What the task asks: Lay out the records from the start through the line that contains "[[[62,116],[49,114],[48,156],[53,162],[58,161],[61,150]]]" as a two-column CSV with the headers input and output, one row per record. Put each value in a single quoted field and replace its line breaks with spaces.

-*-

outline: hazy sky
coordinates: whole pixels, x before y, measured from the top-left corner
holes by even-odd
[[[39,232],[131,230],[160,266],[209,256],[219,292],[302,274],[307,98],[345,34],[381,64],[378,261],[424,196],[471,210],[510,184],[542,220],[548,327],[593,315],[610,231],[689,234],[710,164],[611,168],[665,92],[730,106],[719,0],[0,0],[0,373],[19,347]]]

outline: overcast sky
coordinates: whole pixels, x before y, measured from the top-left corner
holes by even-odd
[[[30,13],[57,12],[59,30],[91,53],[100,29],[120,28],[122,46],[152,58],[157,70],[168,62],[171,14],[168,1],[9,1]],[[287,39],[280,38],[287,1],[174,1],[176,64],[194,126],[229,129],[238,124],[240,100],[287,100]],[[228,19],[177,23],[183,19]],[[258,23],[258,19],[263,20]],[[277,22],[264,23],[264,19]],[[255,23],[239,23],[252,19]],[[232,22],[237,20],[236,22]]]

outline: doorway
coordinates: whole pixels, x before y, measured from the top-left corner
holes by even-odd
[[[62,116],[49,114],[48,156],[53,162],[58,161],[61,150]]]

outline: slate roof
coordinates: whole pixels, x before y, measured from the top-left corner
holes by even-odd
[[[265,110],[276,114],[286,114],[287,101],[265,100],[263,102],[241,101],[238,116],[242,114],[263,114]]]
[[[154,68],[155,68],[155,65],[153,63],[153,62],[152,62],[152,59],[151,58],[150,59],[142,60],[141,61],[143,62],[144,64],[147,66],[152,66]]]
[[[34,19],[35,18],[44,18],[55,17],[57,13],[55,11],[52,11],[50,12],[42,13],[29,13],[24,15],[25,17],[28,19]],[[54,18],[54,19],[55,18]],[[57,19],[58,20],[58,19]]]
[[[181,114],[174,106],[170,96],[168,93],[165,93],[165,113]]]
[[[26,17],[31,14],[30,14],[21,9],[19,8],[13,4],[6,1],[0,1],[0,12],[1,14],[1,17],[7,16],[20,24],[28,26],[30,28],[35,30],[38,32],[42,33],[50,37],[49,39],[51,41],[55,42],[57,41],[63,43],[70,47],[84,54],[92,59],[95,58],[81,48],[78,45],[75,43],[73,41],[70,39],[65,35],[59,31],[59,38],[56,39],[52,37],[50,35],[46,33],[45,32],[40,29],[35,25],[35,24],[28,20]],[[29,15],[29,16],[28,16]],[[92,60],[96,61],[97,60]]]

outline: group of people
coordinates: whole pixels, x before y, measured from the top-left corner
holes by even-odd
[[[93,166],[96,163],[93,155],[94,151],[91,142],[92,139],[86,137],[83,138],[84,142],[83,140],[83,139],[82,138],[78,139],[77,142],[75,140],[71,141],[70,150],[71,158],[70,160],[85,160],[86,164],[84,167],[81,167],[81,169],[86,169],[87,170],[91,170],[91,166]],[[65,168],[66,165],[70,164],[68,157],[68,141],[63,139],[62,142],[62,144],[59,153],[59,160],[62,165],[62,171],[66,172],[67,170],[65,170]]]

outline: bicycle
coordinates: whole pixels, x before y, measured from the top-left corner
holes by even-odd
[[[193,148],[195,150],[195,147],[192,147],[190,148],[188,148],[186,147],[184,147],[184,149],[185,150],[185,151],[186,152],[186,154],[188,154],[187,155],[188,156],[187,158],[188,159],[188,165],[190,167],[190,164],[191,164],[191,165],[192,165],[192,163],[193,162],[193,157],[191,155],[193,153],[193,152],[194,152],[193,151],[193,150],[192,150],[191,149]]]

-*-

Result below:
input,output
"outline: hazy sky coordinates: whole pixels, x before y, measured from the top-left corner holes by even-odd","[[[39,232],[131,230],[160,266],[209,256],[219,292],[302,274],[307,98],[345,34],[381,64],[378,261],[424,196],[471,210],[510,184],[542,220],[548,327],[593,315],[610,231],[689,234],[710,164],[611,168],[665,92],[730,106],[719,0],[0,0],[0,373],[19,347]]]"
"outline: overcast sky coordinates: whole pixels, x before y, measured from the top-left corner holes by even-odd","[[[30,13],[57,12],[59,30],[91,53],[100,29],[120,28],[122,46],[152,58],[157,70],[168,62],[171,14],[168,1],[9,1]],[[287,39],[280,38],[287,1],[174,1],[176,64],[194,126],[229,129],[238,124],[240,100],[287,100]],[[228,19],[177,23],[183,19]],[[258,23],[258,19],[263,20]],[[277,22],[264,23],[264,19]],[[255,23],[239,23],[252,19]],[[232,22],[237,20],[236,22]]]"
"outline: doorway coordinates: whole pixels, x before y, measured from the top-left corner holes by even-odd","[[[62,116],[49,114],[48,156],[53,162],[58,161],[61,150]]]"